▶ SET EXERCISE 1:
Reproduce the passage from the post about photo experiments and paper polyhedra, beginning with the words "General Update on" and stopping after the words "an equilateral triangle.".
▶ SET EXERCISE 2:
Collect every line of the entries that contains the string "jacket", treating uppercase and lowercase as different.

▶ SELECTED EXTRACT:
start

I then pulled some of the above photos in to Photoshop and experimented with colouring and was able to produce a hightened contrast by darkening the images and layering and rotating them. The light stands out better here and looks like a hologram or a laser display:

Digitally manipulated image from reflective light series

Digitally manipulated image from reflective light series

General Update on activities:
I have also been able to find some 3D geometric template sheets online to cut out and assemble. These are small and tricky to stick together but I managed to get them to hold for a few seconds while I took a couple of images. The really hard part will be figuring out how to apply a pattern to these shapes that has a similar underlying grid to the shapes they are made up from. For example for a dodecahedron there will need to be a construction with a pentagon tiling and for the icosahedron an equilateral triangle.

Flat template of for making a dodecahedron - printed from http://www.mathsisfun.com/geometry/dodecahedron-model.html

Flat template of for making a dodecahedron - printed from http://www.mathsisfun.com/geometry/dodecahedron-model.html

Dodecahedron

Dodecahedron

An icosahedron prior to assembly - printed from http://www.mathsisfun.com/geometry/icosahedron-model.html

An icosahedron prior to assembly - printed from http://www.mathsisfun.com/geometry/icosahedron-model.html

Icosahedron - just before it fell apart

Icosahedron - just before it fell apart

I may need to create a large-scale pattern on a large flat sheet first and then outline the template to cut out from this with correct placement and hope it sticks together right. In practice I will probably get it all wrong – still, no harm in trying.

end

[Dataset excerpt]
start

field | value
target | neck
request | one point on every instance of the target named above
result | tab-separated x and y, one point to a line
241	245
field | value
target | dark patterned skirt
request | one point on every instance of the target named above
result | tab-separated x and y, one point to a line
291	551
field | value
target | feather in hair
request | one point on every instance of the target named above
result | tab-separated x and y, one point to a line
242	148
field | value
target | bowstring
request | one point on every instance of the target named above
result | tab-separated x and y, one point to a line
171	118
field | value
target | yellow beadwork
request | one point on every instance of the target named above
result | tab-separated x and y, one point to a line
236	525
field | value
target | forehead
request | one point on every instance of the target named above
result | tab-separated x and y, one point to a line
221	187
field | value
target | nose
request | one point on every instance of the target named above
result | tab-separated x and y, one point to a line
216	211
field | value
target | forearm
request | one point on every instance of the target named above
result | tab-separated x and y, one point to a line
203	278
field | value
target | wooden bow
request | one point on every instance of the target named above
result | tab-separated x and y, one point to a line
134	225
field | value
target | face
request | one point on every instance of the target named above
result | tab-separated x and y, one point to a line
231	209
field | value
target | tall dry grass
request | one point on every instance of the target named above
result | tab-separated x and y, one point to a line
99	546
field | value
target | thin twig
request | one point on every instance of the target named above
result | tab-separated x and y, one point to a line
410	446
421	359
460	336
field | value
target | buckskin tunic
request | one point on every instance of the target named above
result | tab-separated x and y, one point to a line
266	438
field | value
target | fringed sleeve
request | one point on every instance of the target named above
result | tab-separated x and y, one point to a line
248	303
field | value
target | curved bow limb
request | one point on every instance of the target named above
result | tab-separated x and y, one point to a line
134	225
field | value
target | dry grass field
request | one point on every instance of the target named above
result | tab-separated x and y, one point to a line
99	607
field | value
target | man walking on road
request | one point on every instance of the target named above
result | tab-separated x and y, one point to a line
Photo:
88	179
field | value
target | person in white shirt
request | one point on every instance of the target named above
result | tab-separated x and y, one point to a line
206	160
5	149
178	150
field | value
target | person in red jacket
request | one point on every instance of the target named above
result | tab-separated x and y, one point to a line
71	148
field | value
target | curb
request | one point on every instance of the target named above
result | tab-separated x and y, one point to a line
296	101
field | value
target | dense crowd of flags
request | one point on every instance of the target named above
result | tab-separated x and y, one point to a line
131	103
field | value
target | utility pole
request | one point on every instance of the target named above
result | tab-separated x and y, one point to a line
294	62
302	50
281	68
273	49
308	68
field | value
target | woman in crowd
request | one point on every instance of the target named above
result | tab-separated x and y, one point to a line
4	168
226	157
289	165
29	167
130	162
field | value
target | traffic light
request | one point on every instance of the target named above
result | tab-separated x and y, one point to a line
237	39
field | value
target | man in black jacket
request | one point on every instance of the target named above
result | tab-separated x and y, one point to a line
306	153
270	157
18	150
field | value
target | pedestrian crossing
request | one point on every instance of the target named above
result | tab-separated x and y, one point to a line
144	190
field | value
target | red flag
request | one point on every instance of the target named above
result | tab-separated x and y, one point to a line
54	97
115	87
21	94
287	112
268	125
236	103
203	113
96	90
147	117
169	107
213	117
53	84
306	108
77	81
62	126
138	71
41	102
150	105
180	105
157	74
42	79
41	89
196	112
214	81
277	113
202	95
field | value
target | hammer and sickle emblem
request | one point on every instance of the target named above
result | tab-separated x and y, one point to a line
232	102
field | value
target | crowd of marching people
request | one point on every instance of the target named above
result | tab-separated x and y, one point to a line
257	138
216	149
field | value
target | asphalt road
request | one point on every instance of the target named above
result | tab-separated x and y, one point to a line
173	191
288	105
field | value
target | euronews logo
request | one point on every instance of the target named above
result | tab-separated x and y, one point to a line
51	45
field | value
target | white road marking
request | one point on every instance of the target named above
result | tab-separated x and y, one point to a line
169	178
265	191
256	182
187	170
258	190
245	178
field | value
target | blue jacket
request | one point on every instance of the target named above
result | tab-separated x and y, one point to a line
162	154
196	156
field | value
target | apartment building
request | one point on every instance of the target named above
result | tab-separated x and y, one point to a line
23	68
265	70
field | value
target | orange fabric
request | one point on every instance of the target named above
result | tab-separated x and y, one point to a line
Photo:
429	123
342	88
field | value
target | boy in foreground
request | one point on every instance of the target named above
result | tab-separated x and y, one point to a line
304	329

end

▶ FINAL ANSWER 1:
General Update on activities:
I have also been able to find some 3D geometric template sheets online to cut out and assemble. These are small and tricky to stick together but I managed to get them to hold for a few seconds while I took a couple of images. The really hard part will be figuring out how to apply a pattern to these shapes that has a similar underlying grid to the shapes they are made up from. For example for a dodecahedron there will need to be a construction with a pentagon tiling and for the icosahedron an equilateral triangle.

▶ FINAL ANSWER 2:
target | person in red jacket
target | man in black jacket
target | blue jacket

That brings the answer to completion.